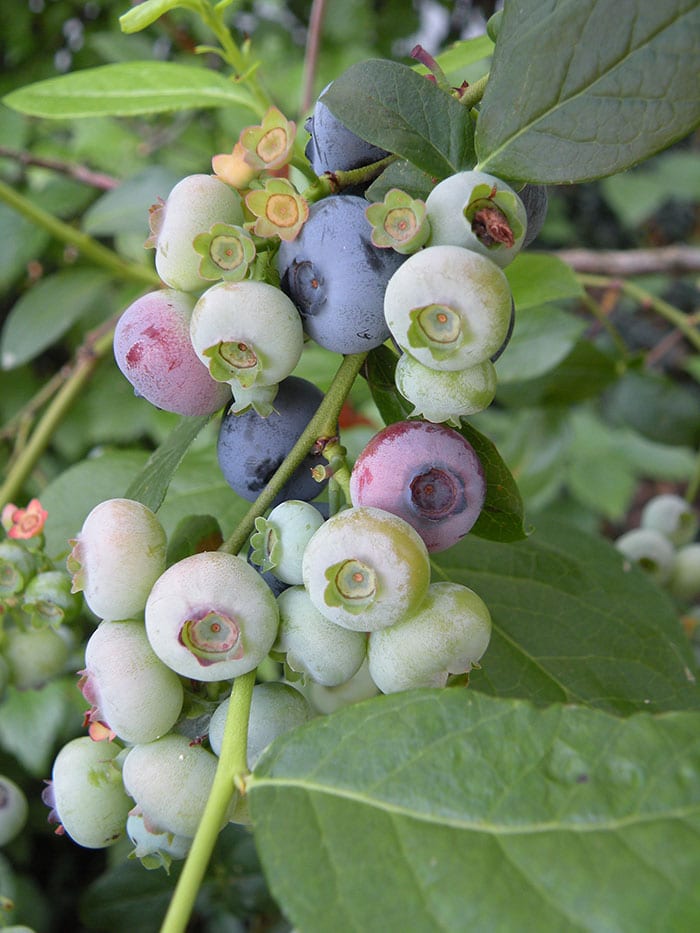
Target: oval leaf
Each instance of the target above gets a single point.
(446, 810)
(568, 623)
(391, 106)
(47, 311)
(128, 89)
(586, 88)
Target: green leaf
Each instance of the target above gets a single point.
(446, 810)
(47, 311)
(147, 13)
(128, 89)
(582, 89)
(574, 623)
(124, 209)
(151, 485)
(501, 518)
(542, 338)
(582, 374)
(70, 497)
(391, 106)
(536, 278)
(33, 722)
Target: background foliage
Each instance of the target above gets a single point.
(590, 668)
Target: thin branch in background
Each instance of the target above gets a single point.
(79, 172)
(667, 260)
(313, 39)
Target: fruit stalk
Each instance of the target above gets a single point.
(323, 424)
(229, 775)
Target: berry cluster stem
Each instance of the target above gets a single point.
(230, 774)
(323, 424)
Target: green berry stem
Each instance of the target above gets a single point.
(673, 315)
(90, 353)
(323, 424)
(90, 248)
(229, 777)
(474, 92)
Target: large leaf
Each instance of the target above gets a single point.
(581, 89)
(391, 106)
(574, 623)
(446, 810)
(501, 517)
(151, 485)
(48, 310)
(128, 89)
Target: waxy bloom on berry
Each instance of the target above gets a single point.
(280, 209)
(24, 523)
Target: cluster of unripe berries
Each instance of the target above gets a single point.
(664, 545)
(345, 602)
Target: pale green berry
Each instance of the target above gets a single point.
(87, 794)
(366, 568)
(447, 635)
(248, 333)
(170, 781)
(280, 539)
(673, 516)
(13, 809)
(448, 307)
(194, 205)
(651, 550)
(130, 689)
(117, 557)
(275, 708)
(479, 212)
(684, 582)
(439, 395)
(211, 617)
(312, 645)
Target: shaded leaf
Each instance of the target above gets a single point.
(47, 311)
(501, 518)
(568, 625)
(127, 89)
(581, 90)
(151, 485)
(392, 107)
(446, 810)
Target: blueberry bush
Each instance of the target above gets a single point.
(350, 570)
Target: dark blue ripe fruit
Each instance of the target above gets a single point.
(333, 147)
(336, 277)
(251, 448)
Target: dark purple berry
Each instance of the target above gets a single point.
(251, 448)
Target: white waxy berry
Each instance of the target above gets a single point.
(211, 617)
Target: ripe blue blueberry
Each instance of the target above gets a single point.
(336, 277)
(250, 448)
(426, 473)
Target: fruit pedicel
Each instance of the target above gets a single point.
(334, 583)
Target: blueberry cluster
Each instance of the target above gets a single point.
(344, 602)
(664, 546)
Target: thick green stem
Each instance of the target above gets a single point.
(89, 248)
(88, 359)
(323, 424)
(643, 297)
(230, 773)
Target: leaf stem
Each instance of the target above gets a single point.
(90, 248)
(323, 424)
(647, 299)
(230, 772)
(87, 359)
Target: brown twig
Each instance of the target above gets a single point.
(73, 170)
(662, 260)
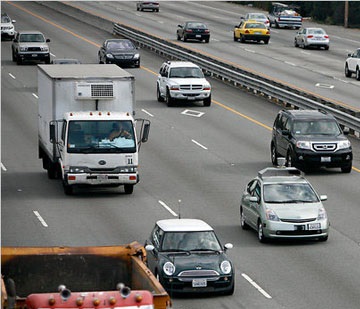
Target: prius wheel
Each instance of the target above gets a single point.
(262, 238)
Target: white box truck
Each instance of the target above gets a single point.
(87, 131)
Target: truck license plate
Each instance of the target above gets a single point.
(199, 283)
(314, 226)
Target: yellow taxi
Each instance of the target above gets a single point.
(251, 30)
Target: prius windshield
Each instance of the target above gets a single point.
(101, 136)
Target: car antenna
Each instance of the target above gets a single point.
(179, 208)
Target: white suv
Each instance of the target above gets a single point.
(7, 27)
(180, 80)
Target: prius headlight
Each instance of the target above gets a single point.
(169, 268)
(225, 267)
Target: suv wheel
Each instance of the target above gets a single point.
(243, 224)
(347, 72)
(274, 155)
(158, 94)
(169, 100)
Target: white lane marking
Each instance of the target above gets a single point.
(3, 167)
(36, 213)
(324, 86)
(146, 112)
(255, 285)
(168, 208)
(197, 143)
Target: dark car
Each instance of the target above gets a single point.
(187, 257)
(193, 30)
(122, 52)
(310, 139)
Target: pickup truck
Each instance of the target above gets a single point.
(352, 64)
(284, 16)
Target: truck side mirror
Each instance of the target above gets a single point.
(146, 131)
(52, 133)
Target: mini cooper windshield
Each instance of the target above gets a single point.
(190, 241)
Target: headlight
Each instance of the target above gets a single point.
(322, 214)
(303, 145)
(169, 268)
(271, 215)
(344, 144)
(225, 267)
(77, 169)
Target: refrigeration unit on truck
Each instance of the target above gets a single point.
(87, 132)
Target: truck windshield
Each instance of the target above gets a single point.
(101, 136)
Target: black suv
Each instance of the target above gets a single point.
(310, 139)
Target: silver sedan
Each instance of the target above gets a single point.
(312, 37)
(281, 203)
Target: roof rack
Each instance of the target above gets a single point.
(279, 172)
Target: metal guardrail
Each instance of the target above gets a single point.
(236, 76)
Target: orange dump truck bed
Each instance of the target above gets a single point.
(41, 270)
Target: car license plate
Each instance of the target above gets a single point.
(199, 283)
(325, 159)
(314, 226)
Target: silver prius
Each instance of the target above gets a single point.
(281, 203)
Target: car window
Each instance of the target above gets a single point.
(202, 240)
(289, 193)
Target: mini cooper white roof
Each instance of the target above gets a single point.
(183, 225)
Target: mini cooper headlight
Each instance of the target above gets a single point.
(169, 268)
(303, 145)
(225, 267)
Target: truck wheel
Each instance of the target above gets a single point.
(347, 71)
(68, 190)
(129, 189)
(158, 94)
(207, 101)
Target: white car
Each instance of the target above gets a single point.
(258, 17)
(7, 27)
(312, 37)
(182, 81)
(352, 64)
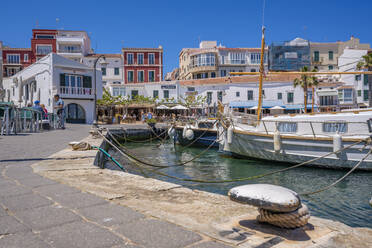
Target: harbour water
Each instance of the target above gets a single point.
(347, 202)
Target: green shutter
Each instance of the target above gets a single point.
(87, 82)
(365, 79)
(62, 81)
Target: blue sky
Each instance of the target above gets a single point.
(178, 24)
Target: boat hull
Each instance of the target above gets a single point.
(296, 150)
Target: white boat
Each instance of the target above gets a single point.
(299, 138)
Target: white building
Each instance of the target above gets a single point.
(358, 84)
(112, 70)
(54, 74)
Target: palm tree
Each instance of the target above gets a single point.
(366, 63)
(306, 81)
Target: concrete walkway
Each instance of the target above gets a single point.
(39, 212)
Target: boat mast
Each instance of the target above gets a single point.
(262, 70)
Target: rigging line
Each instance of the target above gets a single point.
(340, 179)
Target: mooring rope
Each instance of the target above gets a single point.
(340, 179)
(237, 179)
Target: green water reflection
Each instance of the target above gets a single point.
(347, 202)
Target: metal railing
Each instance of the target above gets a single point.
(14, 120)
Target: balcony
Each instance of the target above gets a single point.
(76, 92)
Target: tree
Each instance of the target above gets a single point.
(306, 81)
(366, 63)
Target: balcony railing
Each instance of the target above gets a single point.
(76, 90)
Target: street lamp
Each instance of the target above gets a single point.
(95, 87)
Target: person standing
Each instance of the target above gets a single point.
(60, 107)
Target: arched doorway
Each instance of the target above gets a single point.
(75, 113)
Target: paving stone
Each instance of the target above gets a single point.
(110, 214)
(9, 224)
(210, 244)
(56, 190)
(18, 172)
(79, 200)
(23, 240)
(44, 217)
(80, 234)
(13, 190)
(23, 202)
(155, 233)
(36, 181)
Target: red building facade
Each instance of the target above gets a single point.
(43, 42)
(142, 65)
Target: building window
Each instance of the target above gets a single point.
(333, 127)
(316, 56)
(166, 94)
(43, 50)
(39, 36)
(130, 58)
(140, 58)
(13, 58)
(140, 76)
(280, 96)
(134, 94)
(365, 95)
(287, 127)
(130, 76)
(250, 95)
(330, 55)
(290, 97)
(151, 58)
(219, 96)
(151, 76)
(209, 97)
(365, 80)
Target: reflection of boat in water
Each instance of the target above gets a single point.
(202, 133)
(299, 138)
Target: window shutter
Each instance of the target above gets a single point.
(87, 82)
(62, 79)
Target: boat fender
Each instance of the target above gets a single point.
(171, 132)
(189, 134)
(184, 131)
(337, 142)
(229, 134)
(277, 145)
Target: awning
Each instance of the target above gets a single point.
(179, 107)
(162, 107)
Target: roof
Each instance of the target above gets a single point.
(108, 55)
(238, 79)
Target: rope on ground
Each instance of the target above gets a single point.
(340, 179)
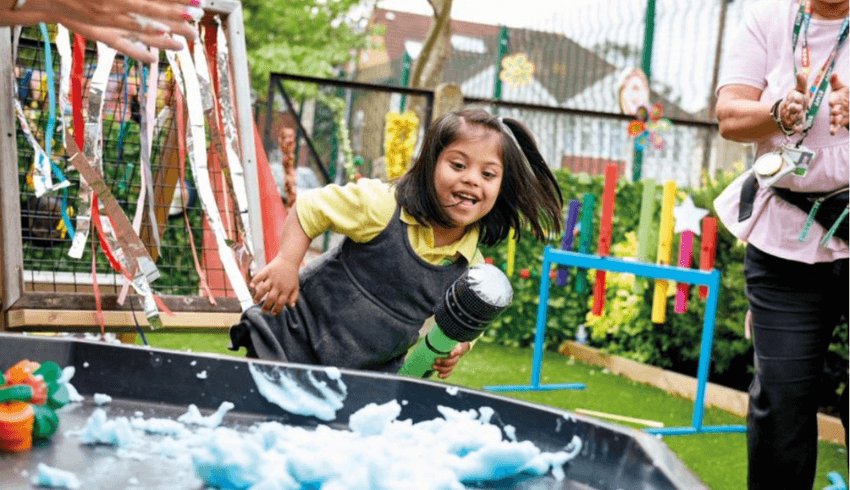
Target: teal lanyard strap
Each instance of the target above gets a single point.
(804, 235)
(823, 77)
(834, 226)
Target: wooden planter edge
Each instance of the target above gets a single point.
(722, 397)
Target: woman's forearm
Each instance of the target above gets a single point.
(745, 121)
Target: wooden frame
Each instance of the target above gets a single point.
(27, 310)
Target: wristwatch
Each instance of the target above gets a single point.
(774, 114)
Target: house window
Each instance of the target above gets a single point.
(468, 44)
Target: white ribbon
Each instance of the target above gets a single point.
(187, 80)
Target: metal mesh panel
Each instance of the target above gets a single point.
(364, 112)
(580, 52)
(45, 246)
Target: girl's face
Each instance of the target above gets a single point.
(468, 176)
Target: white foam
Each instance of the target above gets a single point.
(193, 416)
(379, 452)
(101, 399)
(48, 476)
(73, 394)
(490, 284)
(280, 388)
(100, 430)
(157, 426)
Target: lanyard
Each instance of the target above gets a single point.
(819, 87)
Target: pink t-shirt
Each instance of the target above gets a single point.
(761, 57)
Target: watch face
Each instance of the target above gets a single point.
(634, 91)
(768, 164)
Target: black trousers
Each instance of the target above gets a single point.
(795, 308)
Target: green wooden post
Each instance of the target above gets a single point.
(646, 66)
(405, 78)
(647, 211)
(503, 48)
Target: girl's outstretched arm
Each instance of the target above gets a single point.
(277, 282)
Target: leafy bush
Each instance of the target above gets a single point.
(626, 329)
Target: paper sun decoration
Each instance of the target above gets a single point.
(517, 70)
(646, 127)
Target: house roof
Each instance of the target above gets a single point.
(566, 74)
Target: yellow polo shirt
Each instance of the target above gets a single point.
(362, 210)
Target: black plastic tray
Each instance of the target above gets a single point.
(162, 383)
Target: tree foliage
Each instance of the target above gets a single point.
(307, 37)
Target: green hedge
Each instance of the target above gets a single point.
(625, 329)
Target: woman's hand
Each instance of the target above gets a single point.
(838, 117)
(131, 44)
(151, 17)
(792, 109)
(445, 365)
(277, 284)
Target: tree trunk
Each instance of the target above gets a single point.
(428, 68)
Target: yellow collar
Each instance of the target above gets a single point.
(466, 246)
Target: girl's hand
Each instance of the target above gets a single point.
(277, 283)
(792, 109)
(445, 365)
(838, 117)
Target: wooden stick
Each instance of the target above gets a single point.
(622, 418)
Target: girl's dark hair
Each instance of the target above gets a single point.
(529, 193)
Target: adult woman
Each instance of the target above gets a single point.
(796, 263)
(129, 26)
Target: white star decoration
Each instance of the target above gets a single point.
(688, 216)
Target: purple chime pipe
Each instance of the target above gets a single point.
(567, 241)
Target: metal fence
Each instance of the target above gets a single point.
(579, 54)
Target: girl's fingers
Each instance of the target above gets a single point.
(293, 298)
(161, 41)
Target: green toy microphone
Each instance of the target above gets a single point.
(471, 303)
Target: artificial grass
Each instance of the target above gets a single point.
(719, 460)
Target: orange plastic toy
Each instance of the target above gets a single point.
(29, 394)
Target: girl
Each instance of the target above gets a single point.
(362, 304)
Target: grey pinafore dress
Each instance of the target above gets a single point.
(360, 306)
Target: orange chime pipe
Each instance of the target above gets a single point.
(609, 197)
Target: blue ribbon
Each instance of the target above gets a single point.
(51, 126)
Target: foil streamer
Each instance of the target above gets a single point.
(234, 164)
(42, 181)
(92, 133)
(131, 251)
(187, 81)
(147, 98)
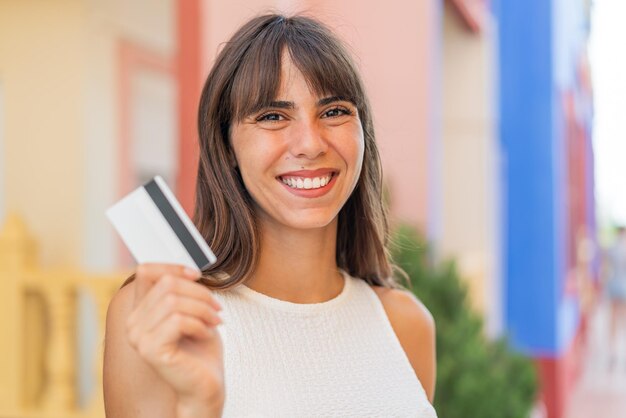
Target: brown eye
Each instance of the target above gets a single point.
(270, 117)
(336, 111)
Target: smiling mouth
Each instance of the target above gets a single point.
(306, 183)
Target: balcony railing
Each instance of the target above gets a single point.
(38, 331)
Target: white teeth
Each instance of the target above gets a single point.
(307, 182)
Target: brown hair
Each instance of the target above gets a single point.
(246, 78)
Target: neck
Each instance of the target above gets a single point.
(297, 265)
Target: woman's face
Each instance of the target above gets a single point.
(300, 158)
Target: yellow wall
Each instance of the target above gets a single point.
(42, 64)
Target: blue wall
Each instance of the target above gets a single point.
(540, 319)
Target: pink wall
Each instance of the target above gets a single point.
(397, 51)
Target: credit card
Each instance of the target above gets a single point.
(156, 229)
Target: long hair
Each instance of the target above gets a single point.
(246, 78)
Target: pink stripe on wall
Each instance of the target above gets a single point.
(190, 85)
(132, 58)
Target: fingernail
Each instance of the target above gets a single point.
(193, 273)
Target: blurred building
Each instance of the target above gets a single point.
(548, 226)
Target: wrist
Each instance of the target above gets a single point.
(195, 408)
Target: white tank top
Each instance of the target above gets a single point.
(339, 358)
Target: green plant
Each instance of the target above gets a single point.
(476, 377)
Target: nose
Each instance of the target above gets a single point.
(307, 140)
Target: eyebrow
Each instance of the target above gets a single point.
(284, 104)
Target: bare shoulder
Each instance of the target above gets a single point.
(415, 328)
(131, 387)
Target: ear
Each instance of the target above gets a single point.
(232, 160)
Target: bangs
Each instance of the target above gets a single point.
(320, 57)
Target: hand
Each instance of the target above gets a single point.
(173, 327)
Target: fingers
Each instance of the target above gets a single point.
(156, 346)
(168, 284)
(173, 305)
(148, 274)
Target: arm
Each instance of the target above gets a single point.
(162, 354)
(415, 328)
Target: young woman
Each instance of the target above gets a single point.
(300, 316)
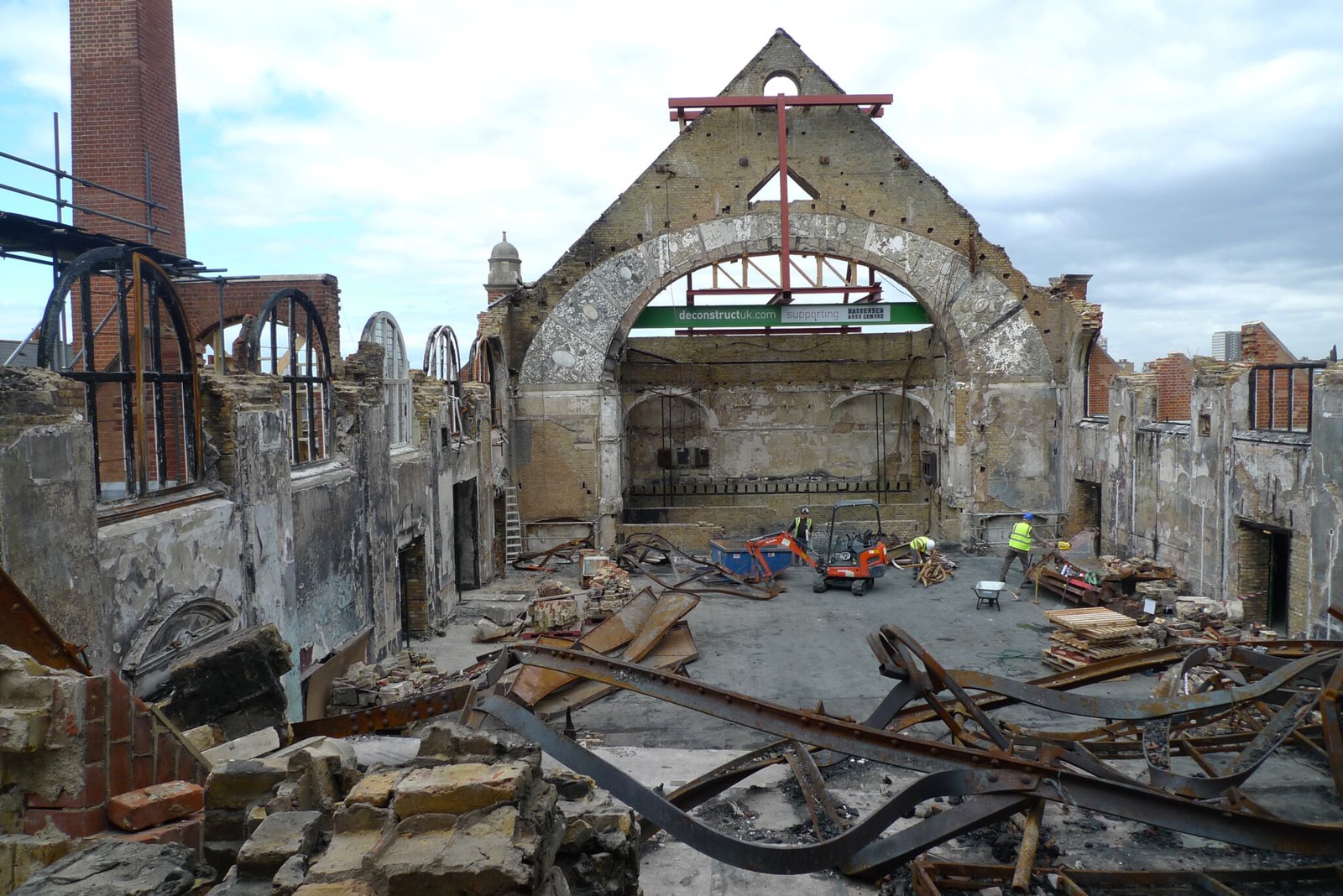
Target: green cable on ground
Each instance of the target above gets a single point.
(1009, 655)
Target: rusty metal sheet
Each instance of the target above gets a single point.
(534, 683)
(26, 629)
(671, 609)
(675, 651)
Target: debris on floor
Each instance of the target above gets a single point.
(396, 678)
(472, 812)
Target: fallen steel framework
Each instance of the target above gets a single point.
(1246, 701)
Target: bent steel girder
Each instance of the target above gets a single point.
(1095, 707)
(1034, 779)
(769, 857)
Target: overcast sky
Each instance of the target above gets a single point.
(1188, 154)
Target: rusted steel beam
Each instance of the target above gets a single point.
(1125, 800)
(24, 628)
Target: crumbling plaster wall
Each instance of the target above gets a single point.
(689, 208)
(311, 549)
(776, 407)
(1184, 492)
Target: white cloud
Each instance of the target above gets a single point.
(391, 143)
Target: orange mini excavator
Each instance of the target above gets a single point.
(854, 557)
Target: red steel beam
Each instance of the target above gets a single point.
(689, 114)
(801, 290)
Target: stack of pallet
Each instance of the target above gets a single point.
(1090, 635)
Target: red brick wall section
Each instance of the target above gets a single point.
(1278, 393)
(248, 297)
(124, 103)
(1100, 371)
(125, 748)
(1174, 383)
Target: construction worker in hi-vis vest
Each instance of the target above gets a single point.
(1018, 546)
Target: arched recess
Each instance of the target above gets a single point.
(668, 435)
(877, 434)
(382, 329)
(289, 340)
(443, 362)
(984, 325)
(131, 346)
(176, 625)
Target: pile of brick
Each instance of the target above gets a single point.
(1090, 635)
(472, 813)
(394, 679)
(82, 757)
(608, 591)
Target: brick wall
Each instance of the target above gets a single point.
(124, 103)
(1174, 384)
(248, 297)
(123, 748)
(1100, 371)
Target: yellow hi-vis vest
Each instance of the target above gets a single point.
(1020, 538)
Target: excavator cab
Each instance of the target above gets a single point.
(856, 551)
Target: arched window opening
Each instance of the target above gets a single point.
(443, 361)
(781, 82)
(132, 351)
(382, 329)
(290, 342)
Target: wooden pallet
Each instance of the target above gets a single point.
(1094, 651)
(1094, 624)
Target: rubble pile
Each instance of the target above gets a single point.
(394, 679)
(472, 813)
(608, 591)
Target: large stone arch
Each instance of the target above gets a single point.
(986, 329)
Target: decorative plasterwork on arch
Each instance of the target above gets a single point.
(987, 331)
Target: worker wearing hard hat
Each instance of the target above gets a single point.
(801, 530)
(922, 549)
(1018, 546)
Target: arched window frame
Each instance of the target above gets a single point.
(143, 294)
(443, 361)
(382, 329)
(308, 384)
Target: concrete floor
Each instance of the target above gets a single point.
(802, 649)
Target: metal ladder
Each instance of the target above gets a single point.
(512, 524)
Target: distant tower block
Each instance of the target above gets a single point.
(1226, 346)
(505, 270)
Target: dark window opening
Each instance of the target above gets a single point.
(129, 344)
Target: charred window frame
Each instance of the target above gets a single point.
(382, 329)
(290, 341)
(132, 349)
(443, 361)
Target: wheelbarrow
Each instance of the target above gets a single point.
(989, 593)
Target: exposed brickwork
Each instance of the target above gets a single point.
(124, 746)
(124, 105)
(248, 297)
(1100, 369)
(1174, 385)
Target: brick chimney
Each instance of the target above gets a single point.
(124, 105)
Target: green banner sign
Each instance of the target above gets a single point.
(778, 315)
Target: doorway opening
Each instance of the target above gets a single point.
(467, 538)
(1266, 561)
(413, 575)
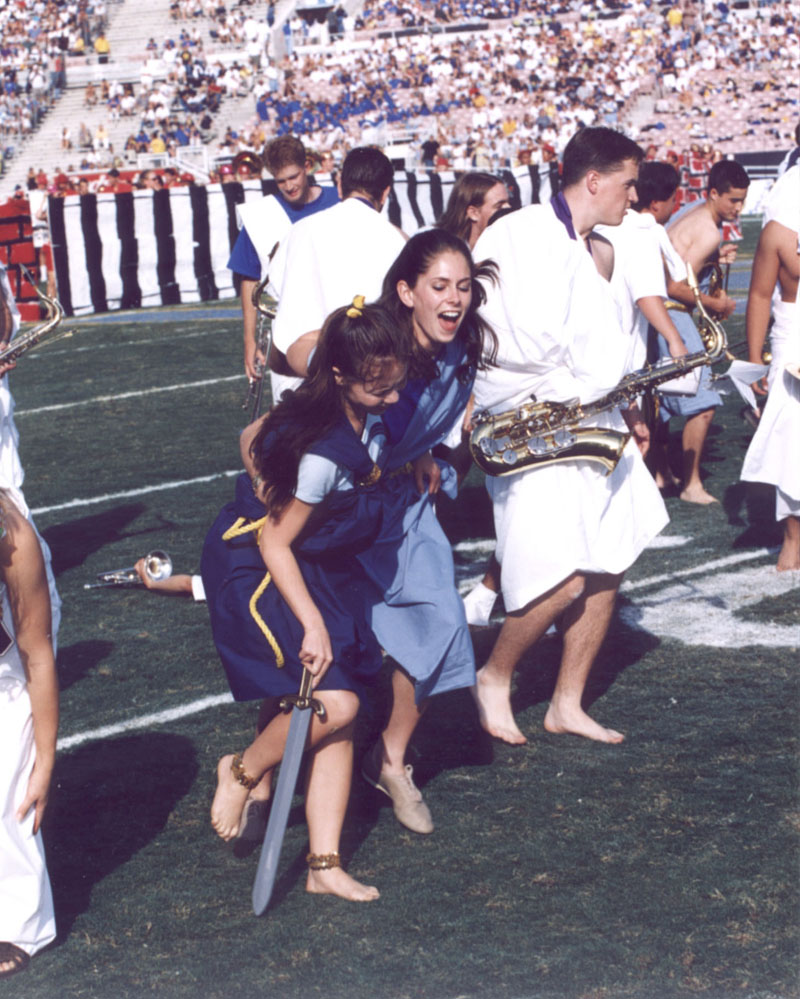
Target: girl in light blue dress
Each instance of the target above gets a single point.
(418, 616)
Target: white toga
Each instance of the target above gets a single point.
(559, 338)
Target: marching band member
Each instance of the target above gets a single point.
(774, 452)
(696, 234)
(566, 533)
(266, 222)
(339, 253)
(28, 728)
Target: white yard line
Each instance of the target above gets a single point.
(184, 710)
(176, 334)
(719, 563)
(127, 395)
(145, 721)
(127, 493)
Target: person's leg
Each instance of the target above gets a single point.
(658, 457)
(480, 601)
(695, 432)
(265, 752)
(585, 624)
(327, 793)
(519, 632)
(385, 765)
(404, 718)
(789, 557)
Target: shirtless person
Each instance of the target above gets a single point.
(696, 234)
(566, 532)
(773, 453)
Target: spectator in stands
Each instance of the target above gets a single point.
(476, 197)
(102, 47)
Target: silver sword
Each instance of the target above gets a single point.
(302, 705)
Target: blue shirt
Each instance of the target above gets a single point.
(244, 259)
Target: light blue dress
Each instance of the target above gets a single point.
(420, 620)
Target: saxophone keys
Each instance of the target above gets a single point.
(563, 438)
(537, 445)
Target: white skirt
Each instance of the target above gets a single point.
(26, 902)
(560, 519)
(774, 453)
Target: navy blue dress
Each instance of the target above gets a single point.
(346, 524)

☆ ☆ ☆ ☆

What you have to do
Extract word for word every line from the line that contains "Target: doorway opening" to the final line of the data, both included, and nothing else; skip the pictures.

Response below
Target: doorway opening
Each instance of the target above gets a single point.
(467, 538)
(1266, 561)
(413, 575)
Target: girl in light blue dress
Each instance of the target above gets a single point.
(418, 616)
Target: white toga
Each instance of the target above gets a single point.
(559, 338)
Target: marching band member
Each instance of the target above gets a single point.
(774, 452)
(696, 234)
(566, 533)
(266, 222)
(339, 253)
(28, 728)
Target: white yard line
Each instance of the target above gets a single point.
(184, 710)
(176, 334)
(719, 563)
(127, 395)
(145, 721)
(127, 493)
Target: person's leg
Each instance of the target above gets a single point.
(658, 457)
(480, 601)
(695, 432)
(265, 752)
(585, 624)
(327, 793)
(519, 632)
(385, 765)
(404, 718)
(789, 557)
Target: shirtless person
Each instance of the target above gets a single point.
(696, 234)
(566, 532)
(773, 453)
Target: spectator in stands
Each instance of the target above gets a single point.
(476, 197)
(102, 47)
Target: silver sword
Each instance of the target above gets a single point.
(302, 705)
Target: blue shirt
Each instance of the target above gets a single point.
(244, 259)
Target: light blue dress
Each instance of the target above gets a single point.
(420, 620)
Target: saxophone keys
Each instance of the target above gets a single point.
(563, 438)
(537, 445)
Target: white skirt
Each instance of the target above gets a single point.
(26, 902)
(560, 519)
(774, 453)
Target: navy blue dress
Each instance of the target above gets a single point.
(346, 524)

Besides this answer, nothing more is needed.